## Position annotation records
^^^^^^^^

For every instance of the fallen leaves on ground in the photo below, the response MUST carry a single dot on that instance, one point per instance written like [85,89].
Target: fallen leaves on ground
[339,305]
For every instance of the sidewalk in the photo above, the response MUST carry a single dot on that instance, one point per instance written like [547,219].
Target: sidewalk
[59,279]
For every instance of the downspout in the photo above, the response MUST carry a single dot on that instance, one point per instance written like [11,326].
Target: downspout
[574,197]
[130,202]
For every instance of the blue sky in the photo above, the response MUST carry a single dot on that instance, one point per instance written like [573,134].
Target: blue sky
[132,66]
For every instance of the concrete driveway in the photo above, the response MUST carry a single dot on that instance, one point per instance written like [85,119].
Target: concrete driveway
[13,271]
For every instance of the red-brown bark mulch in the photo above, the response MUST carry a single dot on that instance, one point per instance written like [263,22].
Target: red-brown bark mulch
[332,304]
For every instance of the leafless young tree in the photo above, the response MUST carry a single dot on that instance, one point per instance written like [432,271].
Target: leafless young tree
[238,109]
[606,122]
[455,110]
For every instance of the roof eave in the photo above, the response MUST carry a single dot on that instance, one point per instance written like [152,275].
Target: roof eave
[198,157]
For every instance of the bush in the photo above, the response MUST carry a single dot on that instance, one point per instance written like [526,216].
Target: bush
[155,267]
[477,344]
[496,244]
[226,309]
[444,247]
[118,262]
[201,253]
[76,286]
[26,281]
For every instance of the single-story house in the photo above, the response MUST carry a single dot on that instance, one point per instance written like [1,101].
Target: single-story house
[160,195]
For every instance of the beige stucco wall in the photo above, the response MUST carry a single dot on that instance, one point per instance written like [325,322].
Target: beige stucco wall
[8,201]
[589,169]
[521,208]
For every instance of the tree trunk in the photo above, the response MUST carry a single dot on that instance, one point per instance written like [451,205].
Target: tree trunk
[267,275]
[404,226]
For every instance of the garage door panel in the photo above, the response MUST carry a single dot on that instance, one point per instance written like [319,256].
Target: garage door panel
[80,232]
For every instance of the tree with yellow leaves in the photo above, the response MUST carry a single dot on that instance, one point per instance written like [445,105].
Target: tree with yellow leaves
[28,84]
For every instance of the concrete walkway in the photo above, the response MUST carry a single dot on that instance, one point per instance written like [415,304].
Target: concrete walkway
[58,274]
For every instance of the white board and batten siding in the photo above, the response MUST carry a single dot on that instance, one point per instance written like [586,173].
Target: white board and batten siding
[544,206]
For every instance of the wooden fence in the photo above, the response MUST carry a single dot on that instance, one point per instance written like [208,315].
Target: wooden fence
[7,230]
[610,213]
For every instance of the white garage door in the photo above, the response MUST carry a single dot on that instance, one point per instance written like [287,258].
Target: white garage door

^^^^^^^^

## The request
Reproduce exactly the lines from the one with "For every instance of the bush" through the end of the entries above, both ends included.

## Full answer
For every instance of the bush in the photo above, the response MUST carry a single dot on that instance, one point per instance written like [526,216].
Target: bush
[155,267]
[477,344]
[496,244]
[226,309]
[444,247]
[118,262]
[201,253]
[76,286]
[26,281]
For every instance of the single-story house in the photo above, the response MUST carry a single dot on that instance, one point per instance written like [1,101].
Target: single-story house
[160,195]
For every instance of the beige stucco wall in the photo above, the response MUST carry a single dot on that instance, one point per instance written like [325,322].
Target: beige stucco wall
[8,201]
[589,169]
[521,208]
For every instance of the tree trunk in the photo above, the response MUST carry a single dot on that instance, one point per instance written like [451,205].
Target: tree trunk
[267,275]
[404,226]
For every instance of the garage door panel in the photo above, the response MUST carry a single dot on that instance, one point per instance written like [319,256].
Target: garage door panel
[80,232]
For every instance of the tree with yellow leaves in the photo above, the response MUST carry a single dot on that instance, one point per instance written like [445,105].
Target: tree with yellow leaves
[28,84]
For every instance of the concrete walkway in the photo above, the response MUST carry a single dot on that instance, one point per instance written like [415,304].
Target: concrete walkway
[58,274]
For every instance of the white board and batten siding in the photo above, the response MUST carry a single dot on that instance, one point per instance written like [586,173].
Target: white board and batten siding
[544,206]
For every instance of the wooden fence in the photo above, the response MUST carry a single dot on that instance, one point per instance written like [208,315].
Target: wooden fence
[7,230]
[610,213]
For every instance of the white garage door in the photo above, the response MUST carry a single dot on that instance, one point per instance written like [287,258].
Target: white garage door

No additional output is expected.